> _SELECTED PASSAGE_:
'''

[plt-scheme] MzScheme and .NET

From: Chris Double (chris at double.co.nz)
Date: Tue Mar 18 07:53:28 EST 2003

"Pedro Pinto" <ppinto at cs.cmu.edu> writes:

> I am not sure I understand what you mean. Are you suggesting the use of
> reflection on a dynamic assembly to locate and invoke the target
> methods?

Yes, that's what I mean.

> 
> Is this what you mean? I thought about this to. While I appreciate
> the simplicity of not having to bother with compiling a wrapper, I
> abandoned the idea because I assumed performance would be
> considerably worse and I thought the syntax was very unnatural.

I was thinking of doing most of the work 'up front' with macros. So
Something like:

  (import-dot-net "blah.dll")

This would be a macro that at compile time analysed the assembly and
generated the wrapper code such that the calls would appear exactly
like the calls that were generated by the C3 program. This can be done
in Goo and Common Lisp and I'm fairly certain that the macro facility
of Scheme allows the same sort of flexibility at compile time.

The code would be slightly less efficient than that generated by the
external program but for interactive programming that would be fine
for me.

> Your marshaling code is strikingly similar to mine. I used the same
> storage strategy for .NET objects (did you consider pinning the .NET
> pointers and passing those instead? - I have yet to explore this)

'''

> _TASK LIST_:
a: In the MzScheme and .NET message, besides Scheme, which languages does the writer name as able to do this kind of compile-time work?
b: Write the next part of the mailing-list message about MzScheme and .NET, continuing from its last line.

> _SUPPLIED INFORMATION_:
'''

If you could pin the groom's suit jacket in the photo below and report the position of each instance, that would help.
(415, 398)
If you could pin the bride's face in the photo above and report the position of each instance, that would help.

'''

> _TASK-BY-TASK OUTPUTS_:
a: Goo and Common Lisp.

b:
I did try pinned pointers at one stage but I abandoned it for the
current approach. I can't recall why though. One thing with this
approach is you need a 'release' call from the Scheme side to remove
the object from the array allowing it to be garbage collected. Or use
finalizers to remove it when the lisp object is no longer referenced.

> 
> My difficulty was how to map the passing of a reference by reference
> to scheme. This could probably be faked when using a reference to a
> class but I have no idea how to do it for primitive types.

Currently I don't deal with it as very few .NET methods actually use
this. When I do get around to dealing with it I'd probably take one of
the following approaches:

1) Instead of making it a reference, from Goo accept it as an argument
   and also return the result as an extra return value.

 or

2) Pass the data in as an array holding the input value. The return of
   the function would set the value of that item in the array to the
   result.

One thing to keep in mind that in .NET primitive types can be boxed as
objects.

I'd prefer the first approach. But generally I look at the FFI as
being a low level interface that people wouldn't generally use. A more
Goo (or Scheme in your case) API would be written on top by the user.

Chris.
-- 
http://www.double.co.nz



Posted on the users mailing list.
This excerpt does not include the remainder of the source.